While you’re hard at work in your business, credit bureaus are also working behind the scenes to compile credit reports that can help (or hurt) your business for months or years to come.
Suppliers may review your business credit profile to decide whether to do business with your company, or offer payment terms like net-30 terms. Small business lenders may use these reports and scores to decide whether to offer financing, and what interest rate to charge. And other businesses may use your business credit to size your business up as a vendor or for a potential partnership.
Strong business credit opens doors and gives your business more options.
If you’re like most business owners, though, you may still not fully understand what is business credit; and more specifically what factors go into business credit scores. Find out here.
What Is Business Credit Score Based On?
Credit bureaus and companies like FICO or VantageScore create credit scoring models. Each is designed to predict something specific related to creditworthiness; for example, a credit score may predict the risk of a business going bankrupt in the next year.

* EXTRACTED MATERIAL
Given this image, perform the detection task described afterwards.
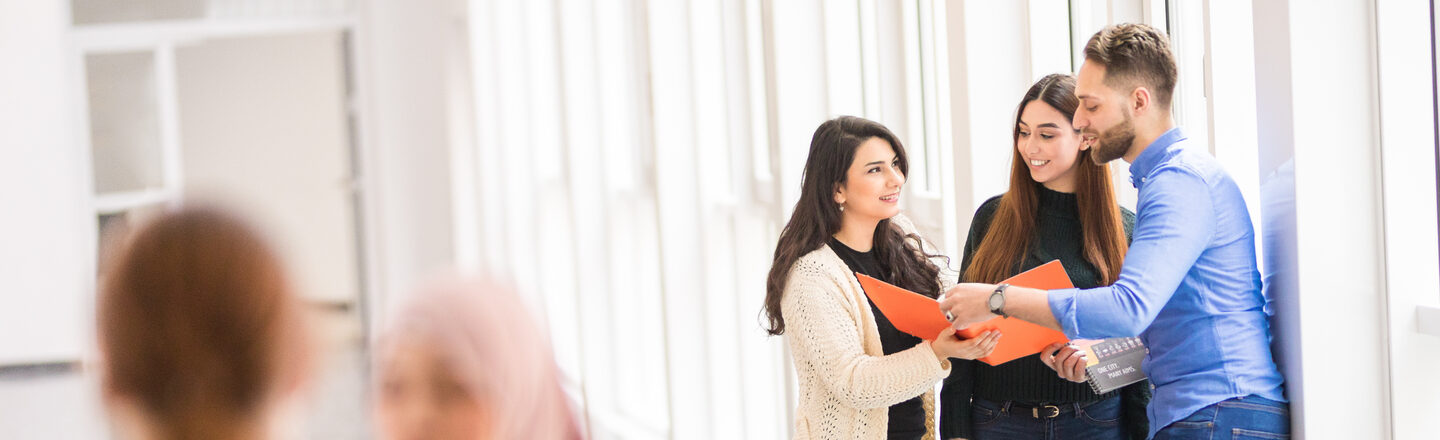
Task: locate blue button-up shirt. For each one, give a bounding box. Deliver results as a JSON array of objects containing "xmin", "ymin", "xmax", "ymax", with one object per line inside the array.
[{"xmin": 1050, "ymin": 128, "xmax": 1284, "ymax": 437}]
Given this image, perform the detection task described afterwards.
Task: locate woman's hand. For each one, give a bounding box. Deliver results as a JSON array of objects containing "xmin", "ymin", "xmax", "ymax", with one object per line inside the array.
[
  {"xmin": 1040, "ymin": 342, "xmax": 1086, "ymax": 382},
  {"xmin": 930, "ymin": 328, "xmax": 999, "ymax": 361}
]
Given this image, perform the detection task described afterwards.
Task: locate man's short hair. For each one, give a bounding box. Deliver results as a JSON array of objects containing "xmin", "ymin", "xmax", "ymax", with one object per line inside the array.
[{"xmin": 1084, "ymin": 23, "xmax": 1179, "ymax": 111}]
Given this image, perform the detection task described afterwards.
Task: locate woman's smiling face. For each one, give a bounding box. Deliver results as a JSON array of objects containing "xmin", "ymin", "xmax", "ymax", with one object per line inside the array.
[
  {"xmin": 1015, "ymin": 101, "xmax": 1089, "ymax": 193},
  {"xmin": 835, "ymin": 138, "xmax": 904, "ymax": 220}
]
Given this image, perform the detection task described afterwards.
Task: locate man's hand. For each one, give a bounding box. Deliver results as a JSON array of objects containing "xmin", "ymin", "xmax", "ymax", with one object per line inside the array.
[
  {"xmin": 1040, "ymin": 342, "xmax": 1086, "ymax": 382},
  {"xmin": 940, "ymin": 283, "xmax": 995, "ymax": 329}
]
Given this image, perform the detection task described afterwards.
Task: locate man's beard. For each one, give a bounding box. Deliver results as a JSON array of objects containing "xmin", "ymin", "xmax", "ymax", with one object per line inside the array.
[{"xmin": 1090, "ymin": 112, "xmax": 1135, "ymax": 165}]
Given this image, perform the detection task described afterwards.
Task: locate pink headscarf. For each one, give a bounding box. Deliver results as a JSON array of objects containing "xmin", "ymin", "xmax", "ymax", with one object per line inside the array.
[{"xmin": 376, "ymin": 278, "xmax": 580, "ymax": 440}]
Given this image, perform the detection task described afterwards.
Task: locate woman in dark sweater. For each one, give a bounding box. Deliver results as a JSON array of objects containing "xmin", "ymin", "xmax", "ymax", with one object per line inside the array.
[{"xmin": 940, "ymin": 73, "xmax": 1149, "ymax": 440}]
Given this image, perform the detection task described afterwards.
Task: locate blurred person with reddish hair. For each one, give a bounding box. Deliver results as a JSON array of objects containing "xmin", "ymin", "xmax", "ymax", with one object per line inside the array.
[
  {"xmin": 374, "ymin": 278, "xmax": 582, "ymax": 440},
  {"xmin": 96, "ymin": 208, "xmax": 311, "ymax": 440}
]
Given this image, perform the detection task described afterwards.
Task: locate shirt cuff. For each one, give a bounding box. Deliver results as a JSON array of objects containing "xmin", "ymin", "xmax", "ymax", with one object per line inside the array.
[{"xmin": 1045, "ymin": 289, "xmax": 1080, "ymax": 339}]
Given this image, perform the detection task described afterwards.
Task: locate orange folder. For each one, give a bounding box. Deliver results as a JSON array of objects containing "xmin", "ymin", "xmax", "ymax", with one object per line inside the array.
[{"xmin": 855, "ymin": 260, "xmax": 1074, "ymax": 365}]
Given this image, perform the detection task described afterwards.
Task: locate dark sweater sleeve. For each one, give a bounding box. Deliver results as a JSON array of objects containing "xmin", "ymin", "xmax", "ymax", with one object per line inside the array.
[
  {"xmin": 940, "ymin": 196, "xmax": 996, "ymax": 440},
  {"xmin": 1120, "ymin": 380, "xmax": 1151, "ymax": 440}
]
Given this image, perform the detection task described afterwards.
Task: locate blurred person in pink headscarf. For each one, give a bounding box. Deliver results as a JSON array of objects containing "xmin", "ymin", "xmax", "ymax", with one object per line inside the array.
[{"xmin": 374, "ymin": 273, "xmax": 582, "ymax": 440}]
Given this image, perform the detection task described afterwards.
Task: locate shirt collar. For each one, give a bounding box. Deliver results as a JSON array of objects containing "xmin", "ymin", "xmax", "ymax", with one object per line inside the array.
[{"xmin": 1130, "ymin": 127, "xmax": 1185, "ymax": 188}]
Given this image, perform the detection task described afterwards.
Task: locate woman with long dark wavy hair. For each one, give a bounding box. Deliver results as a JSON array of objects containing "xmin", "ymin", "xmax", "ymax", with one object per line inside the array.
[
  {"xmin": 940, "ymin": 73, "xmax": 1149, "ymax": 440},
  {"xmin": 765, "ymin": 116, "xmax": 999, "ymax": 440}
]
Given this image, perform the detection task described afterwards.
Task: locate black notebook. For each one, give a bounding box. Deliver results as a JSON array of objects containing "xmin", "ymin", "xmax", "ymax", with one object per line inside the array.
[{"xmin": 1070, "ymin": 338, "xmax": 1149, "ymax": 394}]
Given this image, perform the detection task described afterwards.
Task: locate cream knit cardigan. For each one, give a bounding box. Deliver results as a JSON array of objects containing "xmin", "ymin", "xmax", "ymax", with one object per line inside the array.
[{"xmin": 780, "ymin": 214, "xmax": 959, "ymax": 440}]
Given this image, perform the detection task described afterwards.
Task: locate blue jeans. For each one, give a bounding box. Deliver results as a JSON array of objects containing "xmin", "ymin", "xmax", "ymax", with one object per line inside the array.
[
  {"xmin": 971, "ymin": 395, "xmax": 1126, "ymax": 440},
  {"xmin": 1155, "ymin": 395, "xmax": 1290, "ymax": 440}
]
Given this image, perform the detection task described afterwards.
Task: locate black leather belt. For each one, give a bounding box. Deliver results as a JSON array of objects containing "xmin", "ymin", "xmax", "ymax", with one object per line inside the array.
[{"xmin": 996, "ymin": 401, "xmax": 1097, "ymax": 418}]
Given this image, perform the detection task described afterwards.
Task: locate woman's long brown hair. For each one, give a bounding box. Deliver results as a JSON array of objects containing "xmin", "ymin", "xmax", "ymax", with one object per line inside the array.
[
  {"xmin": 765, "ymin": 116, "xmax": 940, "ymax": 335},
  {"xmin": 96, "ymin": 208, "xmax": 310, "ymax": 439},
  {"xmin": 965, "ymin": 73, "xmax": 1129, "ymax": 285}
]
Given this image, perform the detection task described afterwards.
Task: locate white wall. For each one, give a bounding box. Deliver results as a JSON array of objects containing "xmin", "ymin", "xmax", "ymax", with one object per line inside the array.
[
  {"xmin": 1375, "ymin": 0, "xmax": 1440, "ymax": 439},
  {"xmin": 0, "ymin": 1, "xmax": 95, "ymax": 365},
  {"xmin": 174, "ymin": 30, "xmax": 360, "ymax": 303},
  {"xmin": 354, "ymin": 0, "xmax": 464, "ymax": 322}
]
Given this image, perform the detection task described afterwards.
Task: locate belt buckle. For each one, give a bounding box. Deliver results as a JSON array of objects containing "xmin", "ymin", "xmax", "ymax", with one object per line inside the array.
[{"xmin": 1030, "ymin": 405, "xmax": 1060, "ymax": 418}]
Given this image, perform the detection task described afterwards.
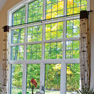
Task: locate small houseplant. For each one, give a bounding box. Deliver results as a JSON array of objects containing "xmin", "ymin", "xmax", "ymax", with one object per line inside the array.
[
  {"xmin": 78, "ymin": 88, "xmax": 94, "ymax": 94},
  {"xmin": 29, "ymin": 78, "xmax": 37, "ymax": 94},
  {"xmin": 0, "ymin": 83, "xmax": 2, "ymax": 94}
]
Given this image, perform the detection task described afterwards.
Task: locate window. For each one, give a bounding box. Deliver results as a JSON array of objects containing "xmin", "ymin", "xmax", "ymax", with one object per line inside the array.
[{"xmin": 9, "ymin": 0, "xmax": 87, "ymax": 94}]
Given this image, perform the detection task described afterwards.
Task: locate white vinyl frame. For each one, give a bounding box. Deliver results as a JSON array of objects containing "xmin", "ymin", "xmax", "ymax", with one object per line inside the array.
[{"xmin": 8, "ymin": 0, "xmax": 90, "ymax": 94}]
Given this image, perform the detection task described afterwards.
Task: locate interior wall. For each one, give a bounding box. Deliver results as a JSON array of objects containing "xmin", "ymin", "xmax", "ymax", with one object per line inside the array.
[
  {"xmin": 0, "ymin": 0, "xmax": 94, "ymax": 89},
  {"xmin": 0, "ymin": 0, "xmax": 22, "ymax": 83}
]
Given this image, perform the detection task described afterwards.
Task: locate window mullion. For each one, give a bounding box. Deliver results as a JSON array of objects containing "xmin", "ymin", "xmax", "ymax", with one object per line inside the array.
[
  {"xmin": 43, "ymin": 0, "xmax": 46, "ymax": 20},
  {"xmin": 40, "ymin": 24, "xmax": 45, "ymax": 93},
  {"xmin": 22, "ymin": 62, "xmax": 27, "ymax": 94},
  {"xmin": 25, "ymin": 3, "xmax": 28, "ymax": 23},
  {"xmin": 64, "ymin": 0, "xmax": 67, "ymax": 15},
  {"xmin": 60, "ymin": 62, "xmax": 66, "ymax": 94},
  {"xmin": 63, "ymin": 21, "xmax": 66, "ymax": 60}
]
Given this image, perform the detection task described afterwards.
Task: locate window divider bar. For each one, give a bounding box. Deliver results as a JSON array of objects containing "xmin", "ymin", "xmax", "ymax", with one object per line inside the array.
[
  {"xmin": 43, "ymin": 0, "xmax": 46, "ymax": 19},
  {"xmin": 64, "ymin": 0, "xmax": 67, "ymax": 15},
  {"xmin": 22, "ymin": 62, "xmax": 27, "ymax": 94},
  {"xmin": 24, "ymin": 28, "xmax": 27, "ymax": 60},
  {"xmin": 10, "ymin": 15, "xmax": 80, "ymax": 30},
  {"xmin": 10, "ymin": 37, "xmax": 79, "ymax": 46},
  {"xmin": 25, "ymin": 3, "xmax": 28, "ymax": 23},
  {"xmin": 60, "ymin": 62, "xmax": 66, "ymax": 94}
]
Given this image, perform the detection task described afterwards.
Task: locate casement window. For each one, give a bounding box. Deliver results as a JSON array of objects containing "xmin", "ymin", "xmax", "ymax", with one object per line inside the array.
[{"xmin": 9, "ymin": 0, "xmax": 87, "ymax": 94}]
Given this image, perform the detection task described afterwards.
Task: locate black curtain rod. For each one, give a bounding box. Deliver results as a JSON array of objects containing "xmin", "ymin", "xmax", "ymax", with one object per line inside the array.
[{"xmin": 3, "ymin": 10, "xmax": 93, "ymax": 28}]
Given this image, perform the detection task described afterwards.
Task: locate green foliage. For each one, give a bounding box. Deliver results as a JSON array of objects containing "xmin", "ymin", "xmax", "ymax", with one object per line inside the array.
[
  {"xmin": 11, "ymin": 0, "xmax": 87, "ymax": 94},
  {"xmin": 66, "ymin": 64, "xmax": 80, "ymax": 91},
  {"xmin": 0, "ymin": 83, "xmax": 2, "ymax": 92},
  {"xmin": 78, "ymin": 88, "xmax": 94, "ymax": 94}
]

* * *

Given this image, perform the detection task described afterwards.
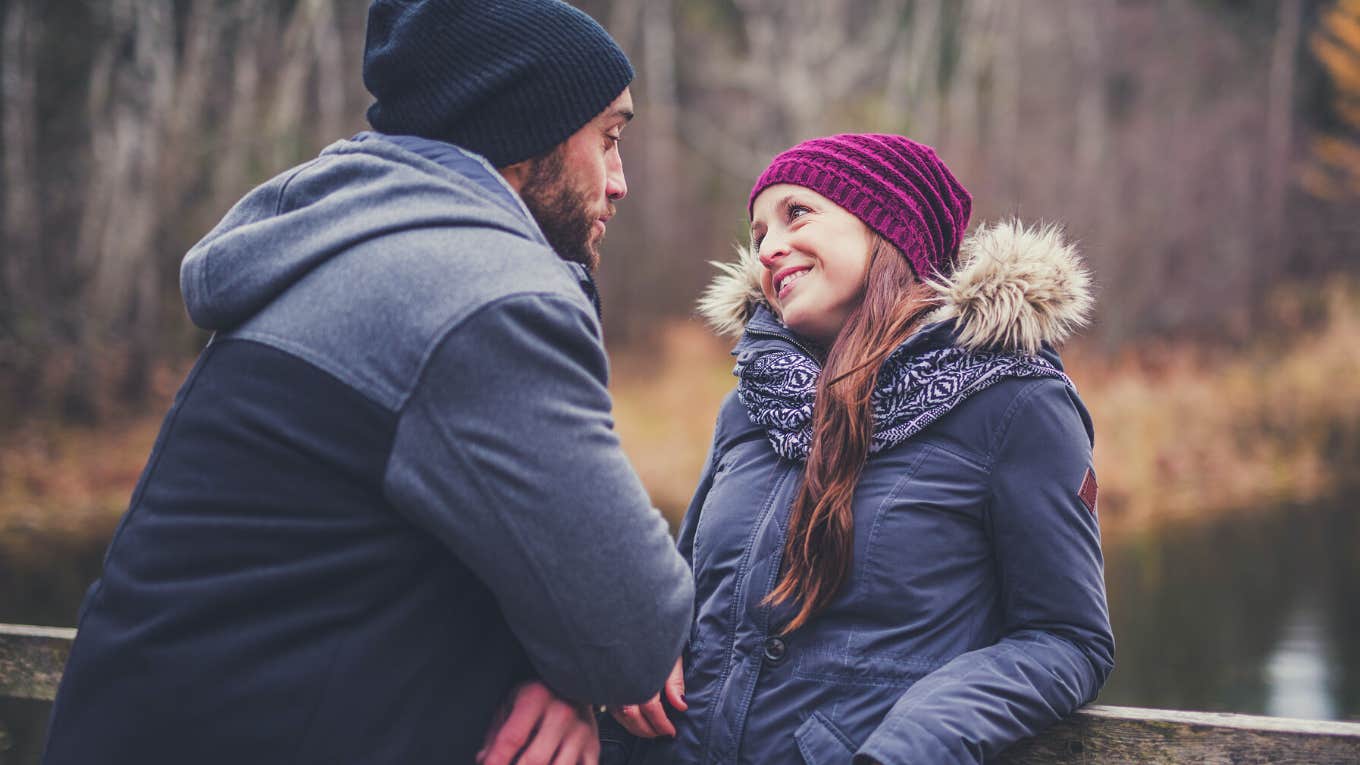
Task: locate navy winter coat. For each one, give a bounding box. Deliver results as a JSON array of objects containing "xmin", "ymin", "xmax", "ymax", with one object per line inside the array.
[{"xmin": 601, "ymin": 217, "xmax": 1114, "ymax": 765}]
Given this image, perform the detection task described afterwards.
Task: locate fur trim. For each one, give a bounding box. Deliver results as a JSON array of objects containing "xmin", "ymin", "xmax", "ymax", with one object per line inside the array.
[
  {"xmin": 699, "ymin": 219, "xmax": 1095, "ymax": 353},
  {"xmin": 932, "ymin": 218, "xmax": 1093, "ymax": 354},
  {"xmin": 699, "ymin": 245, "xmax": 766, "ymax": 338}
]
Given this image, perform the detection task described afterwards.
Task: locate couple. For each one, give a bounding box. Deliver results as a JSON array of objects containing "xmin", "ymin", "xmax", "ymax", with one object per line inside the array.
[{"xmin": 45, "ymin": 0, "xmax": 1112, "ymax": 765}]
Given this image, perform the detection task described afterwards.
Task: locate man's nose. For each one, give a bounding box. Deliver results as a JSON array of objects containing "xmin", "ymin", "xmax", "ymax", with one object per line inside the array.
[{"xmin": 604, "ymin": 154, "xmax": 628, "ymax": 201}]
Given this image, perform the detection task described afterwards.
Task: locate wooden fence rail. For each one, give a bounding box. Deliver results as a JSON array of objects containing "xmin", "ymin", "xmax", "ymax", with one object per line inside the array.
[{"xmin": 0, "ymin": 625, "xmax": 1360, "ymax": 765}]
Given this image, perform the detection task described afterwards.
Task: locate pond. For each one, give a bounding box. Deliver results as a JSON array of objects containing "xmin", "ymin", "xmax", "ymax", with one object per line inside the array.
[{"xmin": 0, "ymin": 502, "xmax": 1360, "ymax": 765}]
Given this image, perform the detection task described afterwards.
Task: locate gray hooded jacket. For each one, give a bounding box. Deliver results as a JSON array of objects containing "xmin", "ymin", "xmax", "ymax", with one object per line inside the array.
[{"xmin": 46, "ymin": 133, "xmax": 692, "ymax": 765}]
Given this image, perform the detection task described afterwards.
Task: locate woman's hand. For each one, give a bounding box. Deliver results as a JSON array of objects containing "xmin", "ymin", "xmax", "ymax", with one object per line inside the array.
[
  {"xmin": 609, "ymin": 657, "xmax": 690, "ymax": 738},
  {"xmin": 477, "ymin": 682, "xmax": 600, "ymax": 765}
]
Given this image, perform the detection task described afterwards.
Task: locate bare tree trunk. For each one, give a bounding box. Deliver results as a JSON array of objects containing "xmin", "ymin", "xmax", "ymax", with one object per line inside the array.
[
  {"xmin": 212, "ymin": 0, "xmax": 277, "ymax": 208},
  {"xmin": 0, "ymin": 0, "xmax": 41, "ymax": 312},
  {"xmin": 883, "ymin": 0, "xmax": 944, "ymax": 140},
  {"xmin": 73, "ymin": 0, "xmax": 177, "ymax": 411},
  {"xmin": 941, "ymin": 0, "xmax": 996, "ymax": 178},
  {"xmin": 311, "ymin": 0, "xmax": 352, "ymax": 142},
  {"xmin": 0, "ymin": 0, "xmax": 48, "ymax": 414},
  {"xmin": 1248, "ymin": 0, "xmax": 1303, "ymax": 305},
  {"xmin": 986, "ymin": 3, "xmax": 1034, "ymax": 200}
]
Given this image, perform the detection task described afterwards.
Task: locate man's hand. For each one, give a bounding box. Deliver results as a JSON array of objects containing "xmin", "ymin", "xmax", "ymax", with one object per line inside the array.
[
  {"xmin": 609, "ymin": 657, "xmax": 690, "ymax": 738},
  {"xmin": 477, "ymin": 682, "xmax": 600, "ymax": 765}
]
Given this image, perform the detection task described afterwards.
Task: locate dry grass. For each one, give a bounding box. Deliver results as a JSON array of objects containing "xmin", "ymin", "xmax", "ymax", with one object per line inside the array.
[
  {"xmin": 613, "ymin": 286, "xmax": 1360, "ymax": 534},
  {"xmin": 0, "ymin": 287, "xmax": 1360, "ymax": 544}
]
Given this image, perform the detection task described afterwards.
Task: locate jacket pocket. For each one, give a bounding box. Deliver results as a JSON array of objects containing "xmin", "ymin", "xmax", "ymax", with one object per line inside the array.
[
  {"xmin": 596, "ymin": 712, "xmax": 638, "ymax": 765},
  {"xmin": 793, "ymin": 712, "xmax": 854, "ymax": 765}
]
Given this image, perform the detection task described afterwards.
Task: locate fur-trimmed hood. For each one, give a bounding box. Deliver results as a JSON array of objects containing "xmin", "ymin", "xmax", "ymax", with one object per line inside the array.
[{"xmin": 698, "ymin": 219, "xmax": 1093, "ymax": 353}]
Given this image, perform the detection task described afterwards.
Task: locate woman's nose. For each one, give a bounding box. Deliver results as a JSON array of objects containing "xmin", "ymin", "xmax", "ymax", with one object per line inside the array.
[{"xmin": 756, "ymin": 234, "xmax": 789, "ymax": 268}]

...

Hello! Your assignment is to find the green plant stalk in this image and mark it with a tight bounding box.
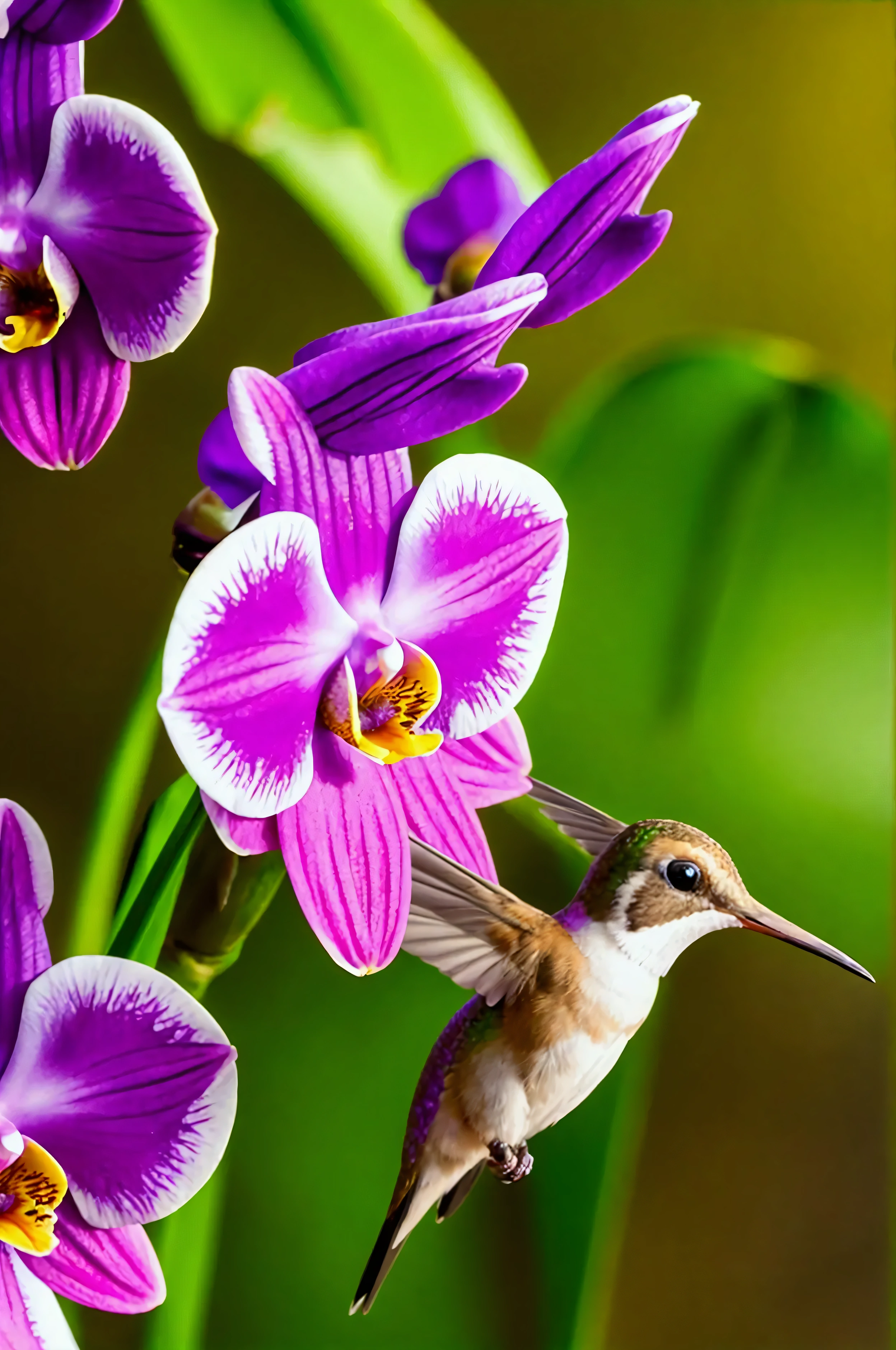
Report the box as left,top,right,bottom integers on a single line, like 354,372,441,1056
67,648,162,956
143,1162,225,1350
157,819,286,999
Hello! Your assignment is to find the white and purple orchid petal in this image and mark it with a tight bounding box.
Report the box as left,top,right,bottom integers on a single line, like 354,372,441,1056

* DIRECTIONS
1. Reproduce the business credit passage word for word, everything from "What Is Business Credit Score" down to "the next year.".
2. Take the text on business credit scores further, continuing after its last sentence.
The data stands apart from the business credit text.

* TASK-BY-TASK OUTPUTS
1.
What Is Business Credit Score Based On?
Credit bureaus and companies like FICO or VantageScore create credit scoring models. Each is designed to predict something specific related to creditworthiness; for example, a credit score may predict the risk of a business going bankrupt in the next year.

2.
The company creating the credit scoring model will analyze business credit reports to find factors associated with that type of behavior. They will use that to create a model that helps predict the type of risk it’s created for.
Every credit scoring model can be slightly different, then, depending on its purpose.
Additionally, a credit scoring model needs information from a credit report to analyze. In the case of business credit, a credit report will be compiled by a commercial credit bureau like Experian Business, Equifax or Dun & Bradstreet.
Consumer credit reports are compiled by Equifax, Experian and Transunion.
Experian reports may contain different information than, say Equifax reports, because they may have relationships with different vendors, suppliers or lenders that report. It’s even possible that Yelp and Google reviews can impact your business credit score, because there is a model built to analyze business social media.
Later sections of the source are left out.